Set problem -
Which lines run from the one containing "Question. Put a marker on each instance of the person sitting" through the one containing "Target: smiley face logo", both ends included? Pull them out of the entries below and reproduce them unchanged.

.....

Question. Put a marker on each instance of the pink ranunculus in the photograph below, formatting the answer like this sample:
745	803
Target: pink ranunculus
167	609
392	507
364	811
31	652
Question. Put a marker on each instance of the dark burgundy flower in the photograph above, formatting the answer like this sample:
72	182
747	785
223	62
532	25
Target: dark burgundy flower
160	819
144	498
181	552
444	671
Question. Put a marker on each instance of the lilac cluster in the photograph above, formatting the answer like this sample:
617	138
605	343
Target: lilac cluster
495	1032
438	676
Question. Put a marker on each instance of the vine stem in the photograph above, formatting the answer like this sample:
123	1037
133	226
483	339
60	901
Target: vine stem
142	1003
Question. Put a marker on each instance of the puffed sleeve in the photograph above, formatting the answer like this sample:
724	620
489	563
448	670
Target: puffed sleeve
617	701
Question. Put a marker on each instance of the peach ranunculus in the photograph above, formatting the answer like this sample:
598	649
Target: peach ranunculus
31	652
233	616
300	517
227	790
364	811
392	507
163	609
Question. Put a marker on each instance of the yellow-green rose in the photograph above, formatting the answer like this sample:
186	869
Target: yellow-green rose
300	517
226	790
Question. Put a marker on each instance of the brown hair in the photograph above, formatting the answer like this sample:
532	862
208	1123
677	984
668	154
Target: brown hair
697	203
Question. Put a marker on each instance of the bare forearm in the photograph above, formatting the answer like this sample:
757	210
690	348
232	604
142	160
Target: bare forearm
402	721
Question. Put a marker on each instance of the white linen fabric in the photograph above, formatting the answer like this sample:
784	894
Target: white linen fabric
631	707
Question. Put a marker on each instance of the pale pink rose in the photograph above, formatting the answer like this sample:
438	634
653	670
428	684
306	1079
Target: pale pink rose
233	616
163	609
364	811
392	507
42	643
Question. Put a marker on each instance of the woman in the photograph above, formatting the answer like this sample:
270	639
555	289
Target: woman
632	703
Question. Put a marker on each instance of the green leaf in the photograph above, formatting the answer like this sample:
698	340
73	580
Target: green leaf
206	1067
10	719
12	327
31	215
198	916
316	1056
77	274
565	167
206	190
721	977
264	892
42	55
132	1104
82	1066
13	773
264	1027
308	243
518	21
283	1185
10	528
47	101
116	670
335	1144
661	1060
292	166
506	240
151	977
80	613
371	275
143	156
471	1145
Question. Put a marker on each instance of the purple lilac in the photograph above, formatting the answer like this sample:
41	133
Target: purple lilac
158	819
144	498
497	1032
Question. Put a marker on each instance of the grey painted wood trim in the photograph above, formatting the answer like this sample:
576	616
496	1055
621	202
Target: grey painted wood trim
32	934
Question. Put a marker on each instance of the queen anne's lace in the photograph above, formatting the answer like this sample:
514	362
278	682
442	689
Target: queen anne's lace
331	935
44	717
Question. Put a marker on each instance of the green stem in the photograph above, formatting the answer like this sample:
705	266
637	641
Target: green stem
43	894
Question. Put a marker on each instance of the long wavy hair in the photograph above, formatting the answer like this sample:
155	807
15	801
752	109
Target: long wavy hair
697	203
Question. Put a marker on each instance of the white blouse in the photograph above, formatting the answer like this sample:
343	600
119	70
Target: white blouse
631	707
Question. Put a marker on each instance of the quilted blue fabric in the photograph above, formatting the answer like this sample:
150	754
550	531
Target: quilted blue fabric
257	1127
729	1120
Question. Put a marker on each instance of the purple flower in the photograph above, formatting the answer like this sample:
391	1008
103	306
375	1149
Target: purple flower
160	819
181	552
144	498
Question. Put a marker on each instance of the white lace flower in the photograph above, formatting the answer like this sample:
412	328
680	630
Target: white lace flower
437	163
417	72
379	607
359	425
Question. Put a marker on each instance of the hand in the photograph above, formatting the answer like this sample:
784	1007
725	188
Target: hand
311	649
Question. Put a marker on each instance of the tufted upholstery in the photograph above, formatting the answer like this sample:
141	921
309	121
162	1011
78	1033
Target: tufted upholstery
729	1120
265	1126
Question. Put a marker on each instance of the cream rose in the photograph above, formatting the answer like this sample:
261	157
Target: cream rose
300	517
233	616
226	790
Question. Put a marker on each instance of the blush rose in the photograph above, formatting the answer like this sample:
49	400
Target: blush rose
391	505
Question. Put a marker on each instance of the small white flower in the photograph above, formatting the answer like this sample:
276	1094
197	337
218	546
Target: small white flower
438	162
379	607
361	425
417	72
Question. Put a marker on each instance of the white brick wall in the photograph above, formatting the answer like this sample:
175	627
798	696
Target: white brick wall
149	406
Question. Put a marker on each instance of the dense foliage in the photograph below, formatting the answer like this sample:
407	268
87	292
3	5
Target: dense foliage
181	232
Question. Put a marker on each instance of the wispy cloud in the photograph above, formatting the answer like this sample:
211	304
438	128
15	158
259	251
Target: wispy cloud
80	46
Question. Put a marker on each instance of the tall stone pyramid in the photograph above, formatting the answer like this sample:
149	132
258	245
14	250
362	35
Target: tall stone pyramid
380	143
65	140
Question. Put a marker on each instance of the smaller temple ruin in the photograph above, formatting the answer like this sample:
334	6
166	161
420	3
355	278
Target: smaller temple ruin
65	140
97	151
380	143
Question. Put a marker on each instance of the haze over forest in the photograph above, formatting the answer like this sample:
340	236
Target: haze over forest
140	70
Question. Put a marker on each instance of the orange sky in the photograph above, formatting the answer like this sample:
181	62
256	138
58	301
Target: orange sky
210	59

.....

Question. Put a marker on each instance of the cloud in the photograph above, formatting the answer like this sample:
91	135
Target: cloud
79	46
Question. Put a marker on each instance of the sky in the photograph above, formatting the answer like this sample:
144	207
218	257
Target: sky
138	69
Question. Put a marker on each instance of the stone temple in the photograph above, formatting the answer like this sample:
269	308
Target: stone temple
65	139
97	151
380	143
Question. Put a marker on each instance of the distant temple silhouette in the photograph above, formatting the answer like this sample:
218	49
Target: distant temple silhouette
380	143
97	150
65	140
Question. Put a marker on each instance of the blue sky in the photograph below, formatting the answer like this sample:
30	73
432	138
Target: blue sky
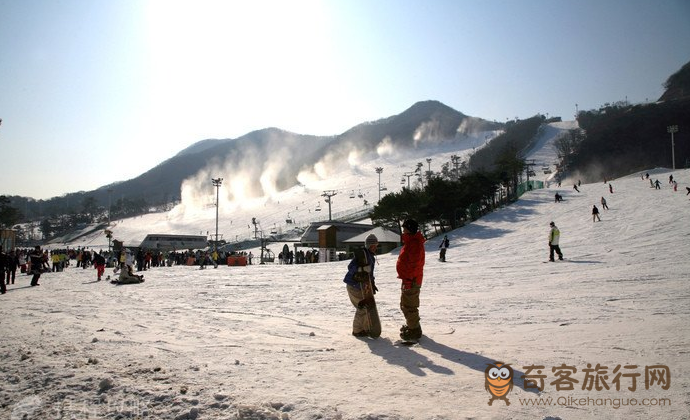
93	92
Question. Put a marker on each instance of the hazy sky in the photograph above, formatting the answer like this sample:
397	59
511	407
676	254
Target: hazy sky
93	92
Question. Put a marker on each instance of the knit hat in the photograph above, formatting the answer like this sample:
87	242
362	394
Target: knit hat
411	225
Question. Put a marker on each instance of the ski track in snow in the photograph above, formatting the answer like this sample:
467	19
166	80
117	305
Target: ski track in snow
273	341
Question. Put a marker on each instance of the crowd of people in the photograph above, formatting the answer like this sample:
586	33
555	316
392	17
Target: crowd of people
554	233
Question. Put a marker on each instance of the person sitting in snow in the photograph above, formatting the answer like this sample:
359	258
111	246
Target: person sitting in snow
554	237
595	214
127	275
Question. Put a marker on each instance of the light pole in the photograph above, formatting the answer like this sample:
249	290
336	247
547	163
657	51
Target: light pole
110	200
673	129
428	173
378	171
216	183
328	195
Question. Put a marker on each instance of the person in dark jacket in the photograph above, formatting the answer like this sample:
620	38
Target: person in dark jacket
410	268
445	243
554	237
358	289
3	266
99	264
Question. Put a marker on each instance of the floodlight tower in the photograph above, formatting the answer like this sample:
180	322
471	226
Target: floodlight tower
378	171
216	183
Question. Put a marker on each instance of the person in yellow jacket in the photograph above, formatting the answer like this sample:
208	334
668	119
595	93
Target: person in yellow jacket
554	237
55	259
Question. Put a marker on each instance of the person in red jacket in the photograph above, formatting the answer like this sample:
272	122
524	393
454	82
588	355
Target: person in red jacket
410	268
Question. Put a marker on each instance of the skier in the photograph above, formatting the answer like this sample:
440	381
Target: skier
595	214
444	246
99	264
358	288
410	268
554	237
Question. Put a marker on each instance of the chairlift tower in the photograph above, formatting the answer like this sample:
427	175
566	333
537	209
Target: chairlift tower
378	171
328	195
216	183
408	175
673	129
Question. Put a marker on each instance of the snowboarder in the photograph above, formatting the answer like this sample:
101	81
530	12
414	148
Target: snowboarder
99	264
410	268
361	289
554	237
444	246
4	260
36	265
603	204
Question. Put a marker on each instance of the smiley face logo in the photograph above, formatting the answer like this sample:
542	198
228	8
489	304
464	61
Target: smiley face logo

.....

The response -
Question. Put a marker on each instance of the person sitting in snow in the photograph above, formatting the answer like this sample:
359	258
111	246
Target: person sitting in snow
554	237
595	214
127	275
Question. Put a marker on each instance of the light pole in the photograph above, formatting the answer like this sample:
249	290
336	247
547	163
657	51
Target: light pole
110	200
673	129
428	173
378	171
216	183
328	195
Question. Put a marker on each instance of the person in dark jacket in the photograph above, formatting the answer like this sample:
620	38
Target: person in dark jacket
410	268
445	243
554	237
358	289
3	266
99	264
Question. Put a marker on each instance of the floodlight tower in the photograph above, formatting the answer like this sample:
180	322
471	226
Target: floodlight tower
378	171
216	183
Question. Put a marker on each instance of the person in yellow jacket in the photograph above, formatting the answer like this sample:
208	334
668	119
595	93
Target: person in yellow jacket
554	237
55	259
Question. Put a marker on each instance of the person in red jacket in the photograph above, formatting the answer like this sample:
272	122
524	393
454	82
588	355
Target: person in red jacket
410	268
Question. Put a marker on each instance of the skier in the photograph above, formatting the answer like this sample:
440	381
Target: skier
595	214
444	246
99	264
358	288
410	268
554	237
Question. Put a marker on each instance of the chairlift tower in the photograph above, formatting the answer like this sample:
427	175
566	333
537	209
Target: chairlift tower
378	171
328	195
216	183
408	175
673	129
Question. Put a marker on each instance of the snowboarder in the photograph above, formatting the answer like this sample:
101	81
530	12
414	148
Target: snowboarder
99	264
410	268
361	289
554	237
444	246
4	260
36	265
603	204
Question. Put a marker on each instance of the smiley face logo in the photograph above, formatting the answer like this sample:
542	198
228	8
489	304
464	61
Target: smiley face logo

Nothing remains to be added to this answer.